ITEM 2.  MANAGEMENT'S DISCUSSION AND ANALYSIS OF FINANCIAL CONDITION &
RESULTS OF OPERATIONS

Results of Operations

Sales were $3.9 million for the three-month period and $7.7 million for the
six-month period ended June 30, 1998, compared with $4.2 million and $8.3
million for the corresponding periods of 1997, respectively.  Sales of
hemostasis products for the six months ended June 30, 1998, were approximately
3% above last year, and  the overall decline in sales was solely attributed to
our BCA business.  Approximately $375,000, or 60%, of the year-to-date decline
in sales was the result of the unavailability of a finished product (BayRho )
from a single supplier as previously reported.  This product became
backordered in February without notice, and management has been advised by the
manufacturer that this product may not be available again until September of
this year.  In spite of repeated efforts, the Company still has no alternative
source for a product equivalent to BayRho .  Prolonged disruption in the
supply of this product will likely lead to the loss of customers for, and
future sales of, this product, and such loss could continue to have an adverse
impact on the Company's sales and results of operations.  Additionally,
international sales were down approximately $280,000 for the six-month period
ended June 30, 1998, when compared with the prior year, in part as a result of
the loss of business through certain key distributors in Europe.  The
Company's management is seeking to add new distributors or other strategic
business arrangements in these markets.  On July 13, 1998, the Company
announced the appointment of a new vice president of marketing and business
development in an effort to improve future sales.

Cost of sales decreased $232,000 for the three months and $395,000 for the six
months ended June 30, 1998, compared with the respective 1997 periods as a
result of lower sales.  As a percentage of sales, year-to-date cost of sales
remained relatively flat at approximately 60%.  This percentage should improve
with the anticipated cost savings associated with the closure of the Canadian
facilities, and management continues to pursue additional cost reductions.
                                 
Selling, general and administrative expenses increased $45,000 and $39,000 for
the three months and six months ended June 30, 1998, compared with the same
periods of 1997.  The first six months of 1997 included approximately $80,000
of incremental costs associated with the transition of the then newly acquired
BCA business.  The increased costs for the 1998 periods were due to increased
company-wide selling and marketing expenditures and general wage increases, as
well as increased allowance for BCA doubtful accounts receivable.

INFORMATION PROVIDED:
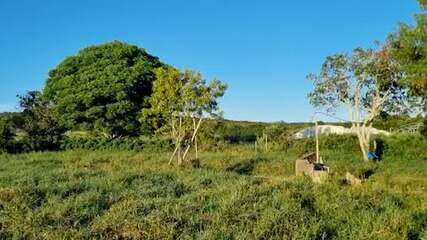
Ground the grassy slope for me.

PROBLEM SET:
(1) Reproduce the stretch of the results-of-operations discussion from "Cost of sales decreased" through "additional cost reductions.".
(2) According to the results-of-operations discussion, on what date did the Company announce the appointment of a new vice president of marketing and business development?
(3) Pick up the results-of-operations discussion from where it stops and carry it forward.
The material is not needed for any of this work.

EXERCISE ANSWERS:
(1)
Cost of sales decreased $232,000 for the three months and $395,000 for the six
months ended June 30, 1998, compared with the respective 1997 periods as a
result of lower sales.  As a percentage of sales, year-to-date cost of sales
remained relatively flat at approximately 60%.  This percentage should improve
with the anticipated cost savings associated with the closure of the Canadian
facilities, and management continues to pursue additional cost reductions.

(2) July 13, 1998.

(3)
On December 23, 1997, the Company announced the restructuring of its
operations by closing its facilities in Canada and consolidating the
operations of its subsidiary, Biopool Canada Inc., with operations conducted
at the Company's facilities in Ventura, California.  Restructuring charges of
$342,000 were recorded in the fourth quarter of 1997 and $43,000 in the first
quarter of 1998.  The transfer of technology, manufacturing, and
administrative functions was completed June 30, 1998, for additional second
quarter charges of $95,000.  Management anticipates cost savings from the
consolidation beginning in the third quarter of 1998.

Interest expense for the three months and six months ended June 30, 1998,
decreased $19,000 and $47,000, respectively,  from the same prior year periods
as a result of lower outstanding loan balances.  Total debt outstanding at
June 30, 1998, was $2.3 million versus $3.3 million a year ago.

<PAGE>
Income tax expense for the 1997 periods include benefits related to
utilization of domestic NOL carryforwards.  All NOL benefits were exhausted
during 1997.  Income taxes for the second quarter of 1998 included a tax
benefit associated with certain restructuring charges accrued in the fourth
quarter of 1997.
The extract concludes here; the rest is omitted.